Work required:
Transcribe the data exactly, pictures excluded.

--

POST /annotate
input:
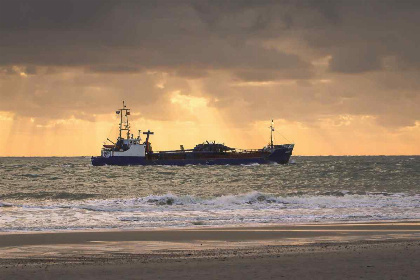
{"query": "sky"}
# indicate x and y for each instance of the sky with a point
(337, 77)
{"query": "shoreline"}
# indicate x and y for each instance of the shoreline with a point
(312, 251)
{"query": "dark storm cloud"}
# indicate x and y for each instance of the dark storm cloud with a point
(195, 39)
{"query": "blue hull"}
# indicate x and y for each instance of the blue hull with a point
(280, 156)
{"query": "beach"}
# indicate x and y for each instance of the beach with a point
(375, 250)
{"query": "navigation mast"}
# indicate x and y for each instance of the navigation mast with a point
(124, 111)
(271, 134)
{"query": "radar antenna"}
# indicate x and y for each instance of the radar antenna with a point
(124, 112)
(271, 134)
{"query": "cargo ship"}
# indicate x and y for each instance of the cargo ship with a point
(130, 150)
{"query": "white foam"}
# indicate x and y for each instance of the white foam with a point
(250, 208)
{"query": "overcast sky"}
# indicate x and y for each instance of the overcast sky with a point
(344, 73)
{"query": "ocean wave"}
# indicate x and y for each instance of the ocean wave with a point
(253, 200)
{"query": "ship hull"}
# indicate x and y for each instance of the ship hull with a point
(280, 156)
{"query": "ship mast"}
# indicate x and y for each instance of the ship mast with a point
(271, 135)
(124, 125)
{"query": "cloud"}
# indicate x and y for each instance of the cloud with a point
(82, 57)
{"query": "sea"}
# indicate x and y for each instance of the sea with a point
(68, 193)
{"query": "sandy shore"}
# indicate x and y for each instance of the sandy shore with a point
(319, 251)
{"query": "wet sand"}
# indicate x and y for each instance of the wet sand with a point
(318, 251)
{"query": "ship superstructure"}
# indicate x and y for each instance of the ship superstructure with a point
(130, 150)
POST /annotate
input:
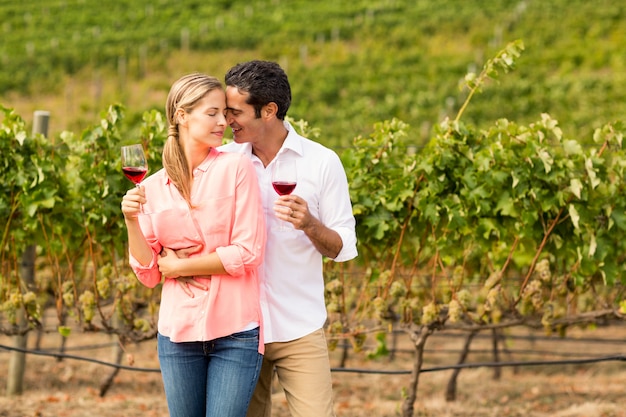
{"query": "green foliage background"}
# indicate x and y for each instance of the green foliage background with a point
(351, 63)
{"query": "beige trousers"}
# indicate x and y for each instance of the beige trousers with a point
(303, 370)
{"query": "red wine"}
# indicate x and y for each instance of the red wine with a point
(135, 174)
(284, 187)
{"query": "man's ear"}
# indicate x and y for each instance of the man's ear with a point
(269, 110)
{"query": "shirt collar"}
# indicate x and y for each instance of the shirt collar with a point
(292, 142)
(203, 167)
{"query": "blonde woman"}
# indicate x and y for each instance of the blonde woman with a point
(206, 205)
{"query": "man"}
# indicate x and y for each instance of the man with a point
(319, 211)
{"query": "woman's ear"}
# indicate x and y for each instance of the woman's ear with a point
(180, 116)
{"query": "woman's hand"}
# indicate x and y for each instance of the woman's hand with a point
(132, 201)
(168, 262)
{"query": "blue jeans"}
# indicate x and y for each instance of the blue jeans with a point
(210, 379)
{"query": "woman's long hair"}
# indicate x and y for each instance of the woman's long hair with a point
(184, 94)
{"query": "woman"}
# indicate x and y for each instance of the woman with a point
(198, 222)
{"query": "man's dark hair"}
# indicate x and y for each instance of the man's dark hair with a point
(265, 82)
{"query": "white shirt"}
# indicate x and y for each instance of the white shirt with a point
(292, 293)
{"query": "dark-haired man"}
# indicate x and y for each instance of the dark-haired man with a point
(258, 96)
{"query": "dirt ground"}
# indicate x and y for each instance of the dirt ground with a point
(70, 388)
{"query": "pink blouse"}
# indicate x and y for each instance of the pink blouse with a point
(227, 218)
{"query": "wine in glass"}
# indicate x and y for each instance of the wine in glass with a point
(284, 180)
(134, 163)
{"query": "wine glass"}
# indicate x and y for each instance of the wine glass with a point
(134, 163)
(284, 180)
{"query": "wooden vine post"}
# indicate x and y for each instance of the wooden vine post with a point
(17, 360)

--

Output for this exercise:
POST /annotate
input:
{"query": "sky"}
# indicate x and y for each instance of the sky with a point
(337, 77)
{"query": "shoreline"}
# indicate x and y for each instance of the shoreline with a point
(312, 251)
{"query": "dark storm cloud"}
# indicate x and y for each instance of the dark storm cloud with a point
(195, 39)
{"query": "blue hull"}
# indicate x and y for each instance of the blue hull with a point
(280, 156)
{"query": "beach"}
# indicate x and y for each instance of the beach with a point
(375, 250)
{"query": "navigation mast"}
# indicate x and y for each instance of the navigation mast with a point
(124, 111)
(271, 134)
{"query": "radar antenna"}
# indicate x and y for each instance of the radar antenna with a point
(124, 112)
(271, 134)
{"query": "cargo ship"}
# indicate x and y for each instance of the cargo ship with a point
(130, 150)
{"query": "white foam"}
# indicate x and y for each instance of the white foam with a point
(250, 208)
{"query": "overcast sky"}
# indicate x and y for each instance of the overcast sky with a point
(344, 73)
{"query": "ocean wave"}
# indicate x and y for each instance of the ocean wave with a point
(253, 200)
{"query": "ship hull"}
# indicate x and y for each instance of the ship hull with a point
(280, 156)
{"query": "ship mast"}
# indicate x and y for each instance of the ship mast with a point
(271, 135)
(124, 125)
{"query": "cloud"}
# indicate x and y for each instance of the cloud with a point
(82, 57)
{"query": "sea"}
# indicate x and y for each instance of the sea with a point
(68, 193)
{"query": "sandy shore"}
# indicate x and y for each instance of the sandy shore with a point
(319, 251)
{"query": "wet sand"}
# indicate x and y for each instance of the wet sand with a point
(318, 251)
{"query": "ship superstructure"}
# indicate x and y for each instance of the ship superstructure with a point
(130, 150)
POST /annotate
input:
{"query": "green foliage background"}
# indicate x and y for each instance of the green foliage background with a point
(351, 63)
{"query": "beige trousers"}
# indicate x and y for each instance of the beige trousers with a point
(303, 370)
{"query": "red wine"}
# indicate x and y for each instance of the red wine with a point
(135, 174)
(284, 187)
{"query": "man's ear"}
# indicate x and y for each instance of the man's ear with a point
(269, 110)
{"query": "shirt collar"}
# indicate x and y for each instance of the shirt collar with a point
(292, 142)
(203, 167)
{"query": "blonde woman"}
# indicate x and y for each instance of the blonde woman with a point
(206, 205)
{"query": "man"}
# indicate x and y for each instance of the man with a point
(319, 211)
{"query": "woman's ear"}
# indicate x and y for each instance of the woman's ear with a point
(180, 116)
{"query": "woman's hand"}
# indicate x and y for each instance of the woman's hand with a point
(132, 201)
(168, 262)
{"query": "blue jeans"}
# indicate x and y for each instance of the blue jeans with a point
(210, 379)
{"query": "woman's long hair"}
# indicate x and y for each instance of the woman's long hair with a point
(184, 94)
{"query": "woman"}
# indicate x and y for each instance of the woman with a point
(198, 222)
{"query": "man's dark hair"}
# indicate x and y for each instance of the man's dark hair with a point
(265, 82)
{"query": "white shirt"}
# indicate x and y for each instance of the white shirt with a point
(292, 293)
{"query": "dark-haired man"}
# indicate x and y for each instance of the dark-haired man with a point
(258, 96)
{"query": "dirt ground"}
# indicate x and y for each instance of the dirt ground with a point
(70, 388)
{"query": "pink blouse"}
# indicate x and y for each instance of the pink blouse with a point
(227, 218)
{"query": "wine in glass"}
# indicate x and y for each instance of the wine in glass with a point
(284, 180)
(134, 163)
{"query": "wine glass"}
# indicate x and y for each instance of the wine glass with a point
(134, 163)
(284, 180)
{"query": "wooden vine post"}
# indicate x and y for each instance of the wooden vine post with a point
(17, 360)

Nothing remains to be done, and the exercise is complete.